Brief: Reproduce every row below, requests included, and shift each coordinate value in the answers upward by 66. Leave the pictures out of your answer.

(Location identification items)
'''
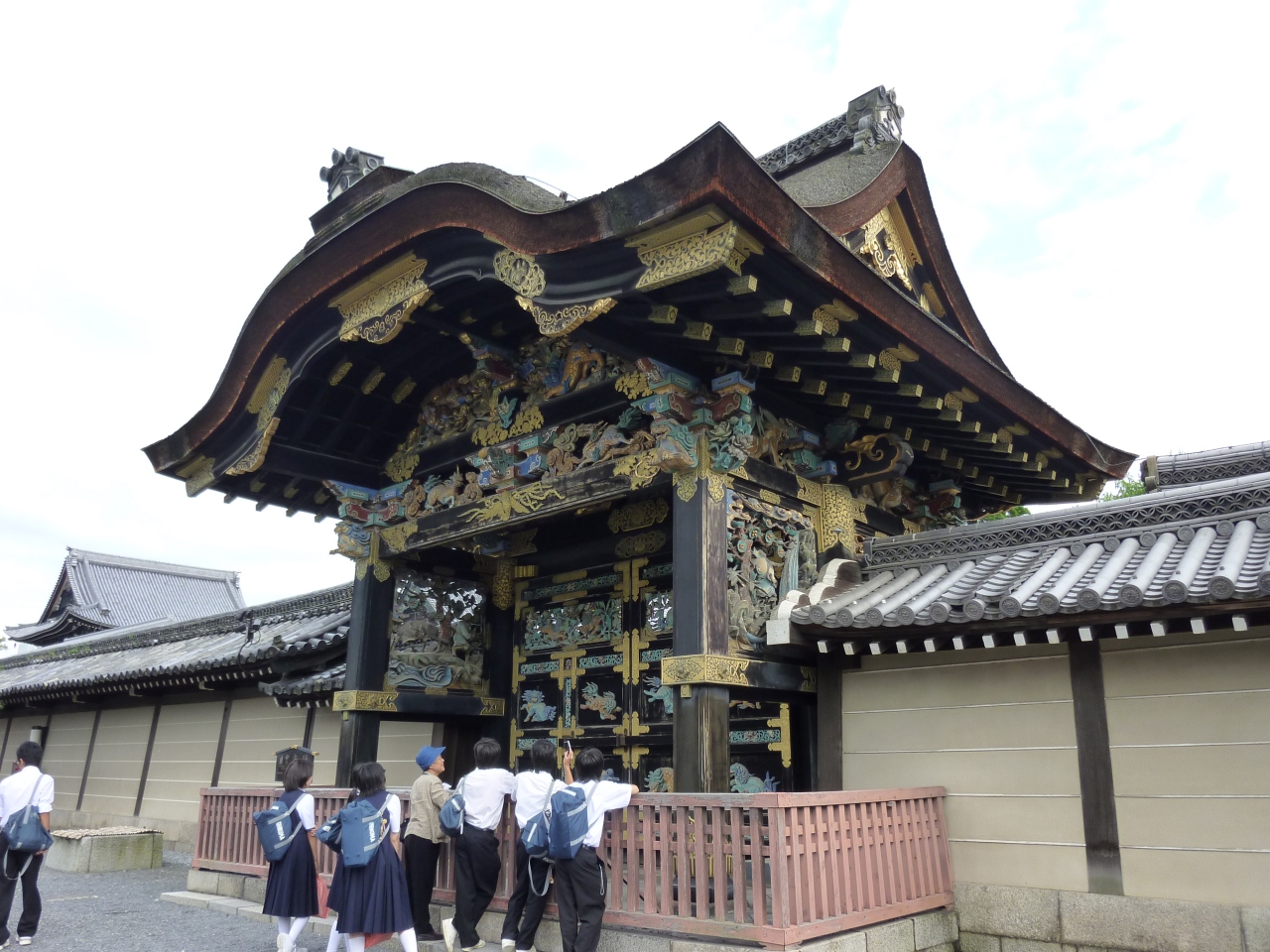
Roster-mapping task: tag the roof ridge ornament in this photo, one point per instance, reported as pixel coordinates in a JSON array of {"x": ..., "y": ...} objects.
[
  {"x": 347, "y": 169},
  {"x": 870, "y": 119}
]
'''
Completed task:
Roster-mapping task: tag the roof ridge ornament in this photo, one point per instance, reported as pixel coordinates in a JSON array of {"x": ..., "y": ...} objects.
[
  {"x": 413, "y": 235},
  {"x": 936, "y": 185}
]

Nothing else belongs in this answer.